**Task inputs**

>>

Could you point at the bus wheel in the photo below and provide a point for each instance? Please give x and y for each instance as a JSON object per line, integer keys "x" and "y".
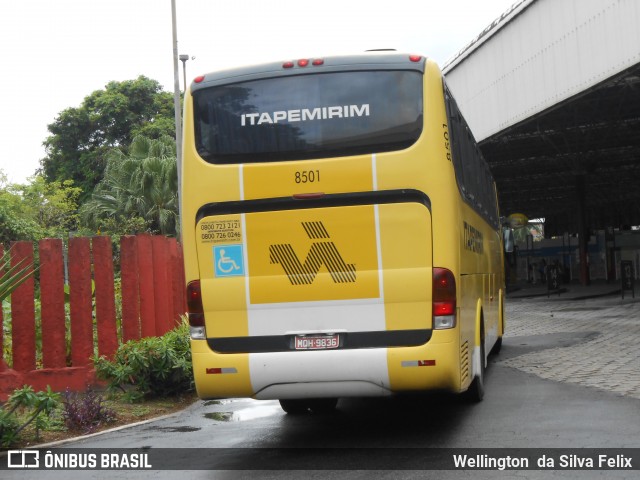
{"x": 295, "y": 407}
{"x": 323, "y": 405}
{"x": 475, "y": 393}
{"x": 497, "y": 346}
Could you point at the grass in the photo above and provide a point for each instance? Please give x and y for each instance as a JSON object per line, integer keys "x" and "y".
{"x": 126, "y": 414}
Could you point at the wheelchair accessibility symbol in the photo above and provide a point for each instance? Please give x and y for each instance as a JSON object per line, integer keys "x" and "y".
{"x": 228, "y": 260}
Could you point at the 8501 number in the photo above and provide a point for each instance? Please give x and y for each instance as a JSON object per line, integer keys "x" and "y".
{"x": 307, "y": 176}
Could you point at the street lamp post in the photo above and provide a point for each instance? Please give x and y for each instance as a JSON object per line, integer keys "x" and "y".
{"x": 183, "y": 59}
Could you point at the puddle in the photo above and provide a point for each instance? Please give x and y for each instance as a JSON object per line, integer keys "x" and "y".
{"x": 219, "y": 416}
{"x": 244, "y": 414}
{"x": 183, "y": 429}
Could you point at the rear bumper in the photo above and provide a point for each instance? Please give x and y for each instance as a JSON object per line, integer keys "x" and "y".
{"x": 328, "y": 373}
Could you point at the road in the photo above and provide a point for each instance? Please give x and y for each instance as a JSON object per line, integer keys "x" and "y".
{"x": 565, "y": 378}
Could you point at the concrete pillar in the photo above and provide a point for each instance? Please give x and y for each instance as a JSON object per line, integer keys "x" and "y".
{"x": 583, "y": 230}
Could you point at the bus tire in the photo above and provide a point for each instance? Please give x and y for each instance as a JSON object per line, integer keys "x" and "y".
{"x": 475, "y": 393}
{"x": 497, "y": 346}
{"x": 295, "y": 407}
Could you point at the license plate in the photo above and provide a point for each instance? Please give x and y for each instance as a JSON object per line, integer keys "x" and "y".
{"x": 316, "y": 342}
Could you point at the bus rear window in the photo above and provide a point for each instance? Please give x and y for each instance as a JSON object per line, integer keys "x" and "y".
{"x": 309, "y": 116}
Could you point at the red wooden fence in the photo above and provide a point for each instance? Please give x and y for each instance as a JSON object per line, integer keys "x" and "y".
{"x": 152, "y": 286}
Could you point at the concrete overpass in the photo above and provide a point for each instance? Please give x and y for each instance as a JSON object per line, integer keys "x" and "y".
{"x": 551, "y": 91}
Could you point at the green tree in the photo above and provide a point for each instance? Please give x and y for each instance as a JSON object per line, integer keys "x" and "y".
{"x": 82, "y": 137}
{"x": 139, "y": 189}
{"x": 38, "y": 209}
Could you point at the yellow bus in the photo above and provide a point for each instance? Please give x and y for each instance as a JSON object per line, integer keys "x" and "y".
{"x": 341, "y": 233}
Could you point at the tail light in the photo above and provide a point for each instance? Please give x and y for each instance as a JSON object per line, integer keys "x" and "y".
{"x": 443, "y": 299}
{"x": 195, "y": 310}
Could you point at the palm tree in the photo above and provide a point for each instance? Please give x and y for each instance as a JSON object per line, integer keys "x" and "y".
{"x": 142, "y": 183}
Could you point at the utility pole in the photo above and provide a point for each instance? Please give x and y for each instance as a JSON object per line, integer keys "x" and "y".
{"x": 176, "y": 104}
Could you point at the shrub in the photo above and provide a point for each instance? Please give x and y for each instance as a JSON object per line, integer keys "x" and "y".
{"x": 85, "y": 411}
{"x": 150, "y": 367}
{"x": 33, "y": 407}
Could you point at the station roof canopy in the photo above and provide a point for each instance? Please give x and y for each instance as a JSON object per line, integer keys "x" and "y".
{"x": 551, "y": 91}
{"x": 590, "y": 142}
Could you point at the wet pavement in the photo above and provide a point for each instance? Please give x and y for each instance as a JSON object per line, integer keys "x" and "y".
{"x": 597, "y": 335}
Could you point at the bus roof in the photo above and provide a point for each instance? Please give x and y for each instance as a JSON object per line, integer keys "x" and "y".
{"x": 372, "y": 60}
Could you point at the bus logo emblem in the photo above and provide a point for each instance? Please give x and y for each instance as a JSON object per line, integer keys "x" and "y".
{"x": 322, "y": 252}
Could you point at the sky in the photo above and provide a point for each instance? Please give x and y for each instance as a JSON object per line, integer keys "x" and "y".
{"x": 56, "y": 52}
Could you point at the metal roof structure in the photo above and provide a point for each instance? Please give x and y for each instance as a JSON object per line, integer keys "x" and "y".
{"x": 588, "y": 145}
{"x": 551, "y": 90}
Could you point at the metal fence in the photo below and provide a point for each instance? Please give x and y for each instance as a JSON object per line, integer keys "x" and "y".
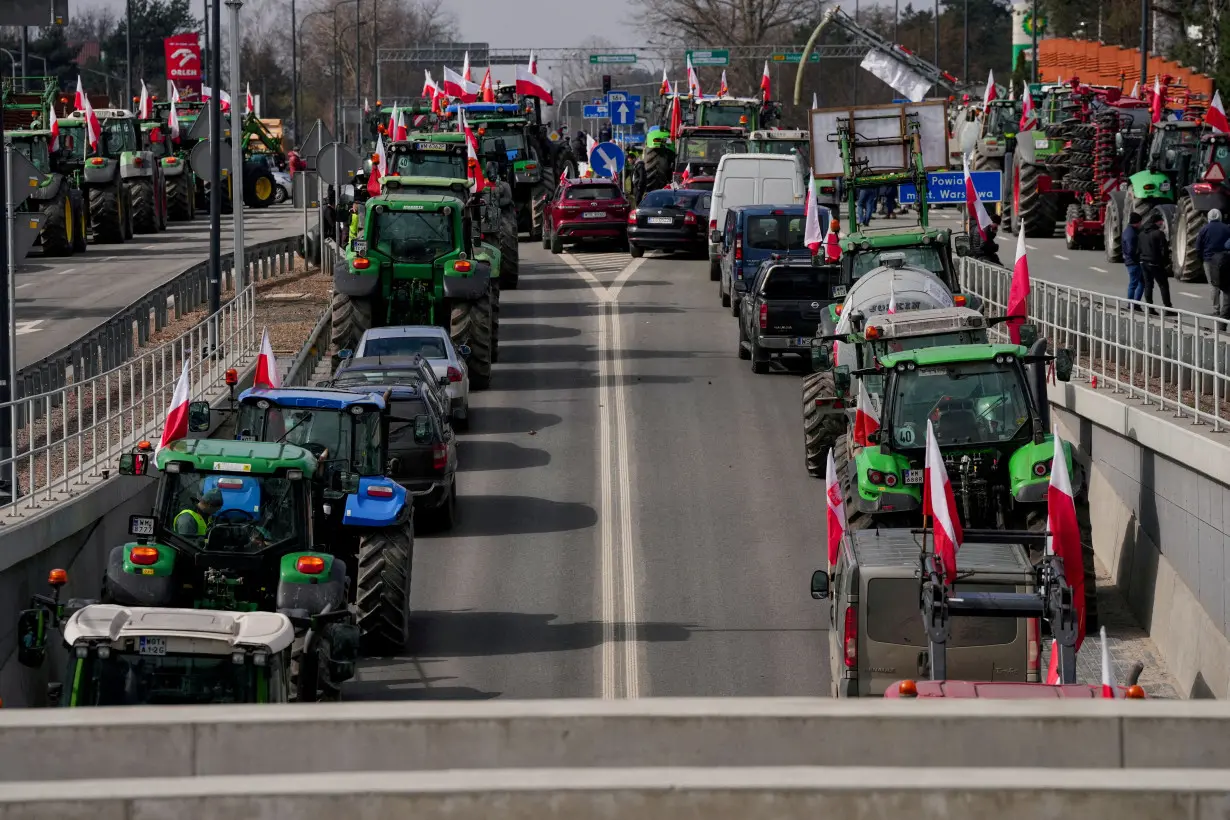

<<

**About this exercise**
Could you copy each line above exactly as written, minus any pictures?

**Exercise answer**
Could you point at the bus wheel in the photo below and provide a point for each instance? Please give x and y for each instance as a JSON object per line, integer keys "x" and "y".
{"x": 295, "y": 407}
{"x": 323, "y": 405}
{"x": 475, "y": 393}
{"x": 497, "y": 346}
Could you point at the grass in the photo above and provide a point for each instance? Please give x and y for each instance as a JSON object per line, integer keys "x" and "y".
{"x": 126, "y": 414}
Could you point at the wheelchair accessibility symbol in the photo above and provide a point for each instance? Please give x and y for each instance as a JSON object per line, integer keys "x" and "y".
{"x": 228, "y": 260}
Could you point at the 8501 number in the photo above and provide a point for each instance? Please give x and y for each instance as a JSON object per line, integer keys "x" and "y".
{"x": 307, "y": 176}
Could you point at the street lamp post in the photo above and provide a point for each instance? Please give x and y for each instance as a JSON object per line, integer keys "x" and "y".
{"x": 183, "y": 59}
Could you point at the puddle in the photo above and provide a point for each instance? Please give x and y for each instance as a JSON object per line, integer keys "x" and "y".
{"x": 219, "y": 416}
{"x": 244, "y": 414}
{"x": 183, "y": 429}
Could you point at the rear bumper in the photo above and provide a point for each instance? Please give x and y for each instance as a JSON object per line, integer keys "x" and "y".
{"x": 328, "y": 373}
Could you point at the road in the photo above and provide a point for each instance? Please give x and y for each instance as a JSON object per line, integer keys "x" and "y".
{"x": 565, "y": 378}
Could you point at the concrete pillar in the photo above and provide a point for each instance? Please give x and y for each instance as a JSON object per line, integer keys "x" and "y".
{"x": 583, "y": 230}
Could you point at the bus tire in the photo above and provide a point for each instance? Please give x and y for each instance as a JSON object per line, integer keys "x" and "y".
{"x": 475, "y": 393}
{"x": 497, "y": 346}
{"x": 295, "y": 407}
Could you point at the license plate in the photo above and provide a point for each instance? Please give x and y for each instance as a JSON object per line, integer keys "x" and "y".
{"x": 316, "y": 342}
Could you point at the bus rear window in the photo above and provide a point for each instance? Please give x and y for each instance as a JSON object per line, integer keys "x" and "y".
{"x": 309, "y": 116}
Could you point at the red wooden fence in the photo above and provide a point for each instance? Please give x and y for each instance as a JSON object per line, integer keys "x" and "y".
{"x": 152, "y": 286}
Could you point at the concrete overpass in the photo above and provide a point for each instance? Please give x and y for each instance as a JSON object per line, integer keys "x" and "y".
{"x": 551, "y": 91}
Could you point at the green tree in the photo above and provide a point for each instance? Please give x and y for each instance as a JSON object per line, integer keys "x" and "y".
{"x": 82, "y": 137}
{"x": 139, "y": 189}
{"x": 38, "y": 209}
Could you point at the yellow bus in the photo above and provide a point for each instance? Please give x and y for each instance as a JSON object per line, integer keys "x" and "y".
{"x": 341, "y": 233}
Could you point at the tail light in the photo above and provide a point for each instance? Please give x and y for each instance as a JSON object per line, integer keys "x" and "y".
{"x": 443, "y": 299}
{"x": 195, "y": 310}
Could you point at the palm tree in the photo above and provide a point for each instance? Please give x and y for each instance as a JSON object per line, integer keys "x" and "y".
{"x": 142, "y": 183}
Could you point at the utility pole in the photo above and provide a point for each instance? Please give x and y for each instance as a JSON object per line, integer keys "x" and "y".
{"x": 176, "y": 104}
Could you point at the shrub in the photo above and provide a point for each instance? Please give x and y for each instance as a JSON object per line, integer keys "x" and "y".
{"x": 85, "y": 411}
{"x": 150, "y": 367}
{"x": 33, "y": 407}
Could you point at the station roof canopy in the photo above and provide a point for each instance? Please give x and y for each instance as a JSON object per line, integer keys "x" and "y".
{"x": 551, "y": 91}
{"x": 590, "y": 142}
Could you point at the wet pavement in the photo above and provide a point for each instance? Please give x and y for each instance as a JSON object per line, integer keys "x" and "y".
{"x": 597, "y": 335}
Could you point at the bus roof in the photo above and provide a point for each instance? Please give x and y for each instance as a JSON object per line, integer keys "x" and "y".
{"x": 372, "y": 60}
Could you point at the bus logo emblem in the photo above and provide a point for each instance? Please give x and y for each instance as a JSON object per line, integer keys "x" and "y".
{"x": 322, "y": 252}
Could you point at the sky in the photo above and provide a point for each instance? Please give x and y for each instance as a JSON object per line, integer keys "x" and "y".
{"x": 56, "y": 52}
Could you point at the metal roof structure in the photo above and provide a point for each instance? Please give x and y for each instance as a JSON object per line, integer keys "x" and "y".
{"x": 588, "y": 145}
{"x": 551, "y": 90}
Could you point at the metal fence in the photo below and provide a point for each instance? Please give x and y for each instance as a JSON object per line, integer keys "x" and "y".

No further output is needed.